* **The request**
Turn the entries below into a numbered list, dropping any blank lines.

=======

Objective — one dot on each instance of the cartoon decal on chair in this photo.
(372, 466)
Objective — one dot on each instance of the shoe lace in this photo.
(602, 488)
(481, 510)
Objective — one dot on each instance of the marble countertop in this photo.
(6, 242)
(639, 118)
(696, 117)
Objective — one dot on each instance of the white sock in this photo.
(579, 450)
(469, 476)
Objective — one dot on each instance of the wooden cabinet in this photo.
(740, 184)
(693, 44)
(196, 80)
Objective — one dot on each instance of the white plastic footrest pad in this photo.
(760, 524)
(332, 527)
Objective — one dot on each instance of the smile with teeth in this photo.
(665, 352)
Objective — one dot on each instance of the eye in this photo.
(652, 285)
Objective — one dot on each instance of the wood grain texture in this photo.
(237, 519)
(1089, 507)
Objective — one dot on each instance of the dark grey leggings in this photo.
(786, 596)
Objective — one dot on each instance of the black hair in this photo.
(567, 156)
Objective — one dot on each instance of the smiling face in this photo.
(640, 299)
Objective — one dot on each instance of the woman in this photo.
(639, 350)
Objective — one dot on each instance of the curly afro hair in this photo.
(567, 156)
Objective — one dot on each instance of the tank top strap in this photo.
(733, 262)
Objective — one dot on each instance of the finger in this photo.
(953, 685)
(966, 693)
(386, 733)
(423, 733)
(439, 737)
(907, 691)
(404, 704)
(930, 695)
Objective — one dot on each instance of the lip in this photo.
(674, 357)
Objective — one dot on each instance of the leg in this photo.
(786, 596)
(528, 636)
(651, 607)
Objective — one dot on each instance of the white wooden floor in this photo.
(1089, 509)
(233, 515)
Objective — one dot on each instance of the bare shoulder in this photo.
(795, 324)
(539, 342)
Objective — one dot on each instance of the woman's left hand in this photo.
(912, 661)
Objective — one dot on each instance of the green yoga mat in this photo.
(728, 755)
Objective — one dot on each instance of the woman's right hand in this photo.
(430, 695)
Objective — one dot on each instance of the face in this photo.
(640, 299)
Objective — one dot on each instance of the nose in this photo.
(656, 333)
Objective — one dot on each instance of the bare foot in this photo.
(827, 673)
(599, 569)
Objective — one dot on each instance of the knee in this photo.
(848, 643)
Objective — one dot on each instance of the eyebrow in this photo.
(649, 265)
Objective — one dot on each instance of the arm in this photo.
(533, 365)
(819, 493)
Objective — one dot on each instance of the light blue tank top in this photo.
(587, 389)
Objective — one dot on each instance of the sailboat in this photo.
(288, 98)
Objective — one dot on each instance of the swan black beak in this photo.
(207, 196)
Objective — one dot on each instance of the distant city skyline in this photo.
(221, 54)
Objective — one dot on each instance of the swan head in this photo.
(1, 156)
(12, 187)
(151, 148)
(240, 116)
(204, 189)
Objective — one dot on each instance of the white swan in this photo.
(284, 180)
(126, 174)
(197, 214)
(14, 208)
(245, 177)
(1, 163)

=======

* **Exercise output**
1. Objective — one dot on each instance of the cartoon decal on chair in this photo.
2. (372, 466)
3. Objective — one dot on each instance of the shoe lace in this photo.
4. (602, 488)
5. (481, 510)
6. Objective — one dot on each instance of the marble countertop in this photo.
7. (6, 242)
8. (639, 118)
9. (696, 117)
10. Objective — one dot on each instance of the white sock in this photo.
11. (579, 450)
12. (469, 476)
13. Objective — one dot on each instance of the wooden cabinet in this photo.
14. (740, 184)
15. (693, 44)
16. (196, 80)
17. Objective — one dot on each instance of the white plastic footrest pad in this photo.
18. (760, 524)
19. (332, 527)
20. Objective — one dot on each instance of the smile with teeth in this photo.
21. (665, 352)
22. Objective — one dot on each instance of the eye in this photo.
23. (652, 285)
24. Objective — one dot on each instance of the wood grain texture in this photo.
25. (237, 519)
26. (1089, 507)
27. Objective — one dot on each instance of the dark grey leggings in this photo.
28. (786, 596)
29. Objective — one dot on each instance of the black hair in this photo.
30. (567, 156)
31. Objective — one dot on each instance of the smiling face in this photo.
32. (640, 299)
33. Objective — one dot on each instance of the woman in this photo.
34. (639, 350)
35. Objective — one dot on each instance of the curly afro hair in this photo.
36. (567, 156)
37. Objective — one dot on each instance of the tank top strap in this photo.
38. (733, 262)
39. Objective — one dot on each instance of the finger in this photo.
40. (953, 685)
41. (966, 693)
42. (386, 733)
43. (423, 733)
44. (439, 737)
45. (907, 691)
46. (404, 704)
47. (930, 695)
48. Objective — one dot on each instance of the lip in this photo.
49. (674, 357)
50. Objective — one dot on each instance of the leg in this photo.
51. (786, 596)
52. (528, 636)
53. (651, 607)
54. Objective — one dot on each instance of the white wooden floor in this photo.
55. (1089, 509)
56. (233, 515)
57. Objective — one dot on each instance of the bare shoulder in this photo.
58. (795, 324)
59. (539, 342)
60. Objective — one dot on each instance of the woman's left hand in this photo.
61. (912, 661)
62. Objective — one dot on each instance of the green yoga mat in this photo.
63. (728, 755)
64. Objective — one dot on each instance of the woman's right hand in this photo.
65. (430, 695)
66. Objective — one dot on each instance of the face in this photo.
67. (640, 299)
68. Objective — one dot on each instance of the nose in this photo.
69. (656, 333)
70. Objective — one dot on each instance of the bare foot in this photo.
71. (827, 673)
72. (599, 569)
73. Objective — one dot on each instance of the knee in this photo.
74. (848, 643)
75. Objective — one dot on each instance of the eyebrow in this photo.
76. (649, 265)
77. Objective — one dot on each instance of the arm in this photo.
78. (533, 365)
79. (819, 493)
80. Objective — one dot on each instance of the light blue tank top in this photo.
81. (587, 389)
82. Objective — one dot on each instance of the sailboat in this photo.
83. (288, 98)
84. Objective — one dot on each instance of the swan black beak in this photo.
85. (207, 196)
86. Objective — one dot on each instance of the distant city skyline in this photo.
87. (221, 54)
88. Objective — one dot on each instance of the swan head in this photo.
89. (1, 156)
90. (12, 187)
91. (151, 148)
92. (240, 116)
93. (204, 189)
94. Objective — one dot on each instance of the white swan in this photo.
95. (284, 180)
96. (126, 174)
97. (197, 214)
98. (14, 208)
99. (245, 177)
100. (1, 163)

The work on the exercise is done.